- **Pasaje proporcionado**
++++++

Criterios móviles y mayorías movedizas
El Consejo Nacional de la Magistratura en el foco
El Consejo Nacional de la Magistratura se dispone a reunirse por séptima vez en su historia, desde su creación con la reforma constitucional de 1994. Sin embargo, es apenas la cuarta ocasión que el órgano se conforma al amparo de su más reciente régimen normativo, constituido en conjunto por la Constitución de la República (en su artículo 178), su Ley Orgánica (la número 138-11, del 21 de junio de 2011) y su reglamento de aplicación, que desarrolla los pormenores funcionales del órgano. En esta oportunidad, están en juego cinco asientos en el Tribunal Constitucional, entre ellos su presidencia. De manera que la ocasión tiene su relieve, su singular trasfondo, su peso específico.

++++++

- **Instrucción dada 1**
Transcriba el fragmento del texto sobre el Consejo Nacional de la Magistratura comprendido entre "Criterios móviles y" y "su peso específico.", ambos inclusive.
- **Instrucción dada 2**
Según el texto sobre el Consejo Nacional de la Magistratura, ¿cuántos asientos del Tribunal Constitucional están en juego en esta oportunidad?
- **Instrucción dada 3**
Reanude el texto sobre el Consejo Nacional de la Magistratura a continuación de su última oración.
Las filas no guardan relación alguna con el texto sobre el Consejo Nacional de la Magistratura.

Registros de señalamiento de objetos en fotografías:
++++++

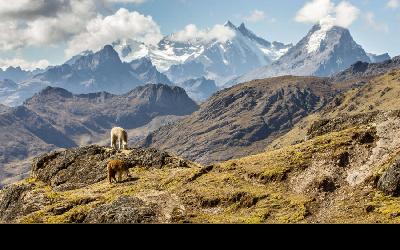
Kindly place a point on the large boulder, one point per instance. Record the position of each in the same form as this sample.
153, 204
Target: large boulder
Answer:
125, 210
80, 167
389, 183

++++++

- **Respuesta del ejercicio 1**
Criterios móviles y mayorías movedizas
El Consejo Nacional de la Magistratura en el foco
El Consejo Nacional de la Magistratura se dispone a reunirse por séptima vez en su historia, desde su creación con la reforma constitucional de 1994. Sin embargo, es apenas la cuarta ocasión que el órgano se conforma al amparo de su más reciente régimen normativo, constituido en conjunto por la Constitución de la República (en su artículo 178), su Ley Orgánica (la número 138-11, del 21 de junio de 2011) y su reglamento de aplicación, que desarrolla los pormenores funcionales del órgano. En esta oportunidad, están en juego cinco asientos en el Tribunal Constitucional, entre ellos su presidencia. De manera que la ocasión tiene su relieve, su singular trasfondo, su peso específico.

- **Respuesta del ejercicio 2**
Cinco asientos, entre ellos la presidencia del Tribunal Constitucional.

- **Respuesta del ejercicio 3**
En el marco de esta nueva convocatoria, el Consejo ha abierto un proceso de consultas públicas en cuyo núcleo se sitúa una propuesta de modificación al reglamento de aplicación de su Ley Orgánica. El proyecto se enfoca sobre todo en cuestiones operativas y de funcionamiento del órgano, rescatando en lo esencial lo que al respecto ya prevé la ley. Pero deja algo de lado, justamente aquel aspecto que a través de los años ha problematizado la conformación misma del Consejo: la precisión del concepto «segunda mayoría». La propuesta de reglamento –por razones sobre las cuales no especularé— no aborda este asunto; tampoco el reglamento vigente. Y al dejarse en el aire, creo, se reedita un problema de por sí recurrente, que no es otro que la "movilidad" del criterio en la determinación del concepto, que a su vez torna cambiante y coyuntural la configuración del Consejo. El proyecto vuelve a dejar el asunto merced del baile conceptual que ha caracterizado los últimos años (hoy, esta mayoría; mañana, aquella mayoría), que tanto ha meneado el poder político de turno y que tantas ampollas ha producido en parte de la conciencia política nacional. Cabe reflexionar sobre a quién –y por qué— conviene insistir en semejante bochinche.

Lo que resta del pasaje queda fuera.